- **Consignes**:
- a) Dans l'extrait sur le partenariat sino-français, combien de sièges la coalition présidentielle Ensemble ! a-t-elle obtenus ?
- b) Relevez toutes les lignes des entrées qui contiennent la chaîne « Target ».

La gouvernance mondiale, un nouveau point clé du partenariat sino-français

2022-08-03 08:09ParTIANDEWEN
今日中国·法文版 2022年8期

Par TIAN DEWEN

Le 20 juin, les résultats du second tour des élections législatives ont été proclamés. La coalition du président Emmanuel Macron, Ensemble !, est arrivée en tête avec 245 sièges, mais loin de la majorité absolue de 289 députés dans l’hémicycle. Par rapport aux élections législatives en juin 2017, le camp du président, perdant 105 sièges, a subi une grande défaite.

Le parti de droite les Républicains (LR) n’a obtenu que 61 députés, abandonnant 60 sièges par rapport aux législatives 2017. La Nouvelle Union populaire écologique et sociale (Nupes), coalition des principaux partis de gauche, a enregistré la plus grande augmentation de députés, passant de 17 à 131. Le Rassemblement national (extrême droite) a décroché 89 sièges, un score qui est inférieur à ceux de la coalition présidentielle et des partis de gauche, mais qui constitue une percée sans précédent. Les résultats des élections législatives montrent que la force des partis centristes en France décline à un rythme accéléré, et que la « radicalisation » pourrait devenir une caractéristique importante des changements possibles dans le paysage politique du pays.

Pour la coopération sino-française, ces changements en France pourraient apporter de nouveaux défis mais aussi créer de nouvelles opportunités. Dans la situation marquée par des changements majeurs inédits depuis un siècle, tant que la Chine et la France insistent sur le principe de bénéfice mutuel, elles peuvent aller plus loin dans leur coopération pragmatique.

- **Entrées de données**:

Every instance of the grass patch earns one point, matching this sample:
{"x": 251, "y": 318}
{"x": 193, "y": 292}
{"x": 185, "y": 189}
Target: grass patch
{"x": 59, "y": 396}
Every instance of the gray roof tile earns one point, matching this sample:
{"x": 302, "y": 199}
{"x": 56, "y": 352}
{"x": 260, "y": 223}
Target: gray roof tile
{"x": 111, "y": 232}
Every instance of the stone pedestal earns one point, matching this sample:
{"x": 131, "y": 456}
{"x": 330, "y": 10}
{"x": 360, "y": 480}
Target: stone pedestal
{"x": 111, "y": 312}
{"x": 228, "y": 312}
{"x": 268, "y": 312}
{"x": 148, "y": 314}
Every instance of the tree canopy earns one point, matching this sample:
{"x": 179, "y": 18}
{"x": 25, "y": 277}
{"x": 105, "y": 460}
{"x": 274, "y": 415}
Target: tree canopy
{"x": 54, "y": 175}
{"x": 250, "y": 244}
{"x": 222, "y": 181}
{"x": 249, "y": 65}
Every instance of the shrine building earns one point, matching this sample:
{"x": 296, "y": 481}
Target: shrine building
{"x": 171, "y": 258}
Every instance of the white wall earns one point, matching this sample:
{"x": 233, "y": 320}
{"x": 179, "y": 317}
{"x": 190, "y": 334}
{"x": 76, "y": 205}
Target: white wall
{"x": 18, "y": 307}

...

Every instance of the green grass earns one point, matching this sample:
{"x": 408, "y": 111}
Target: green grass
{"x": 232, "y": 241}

- **Réponses**:
- a) 245 sièges.

- b)
Target: grass patch
Target: gray roof tile
Target: stone pedestal
Target: tree canopy
Target: shrine building
Target: white wall
Target: green grass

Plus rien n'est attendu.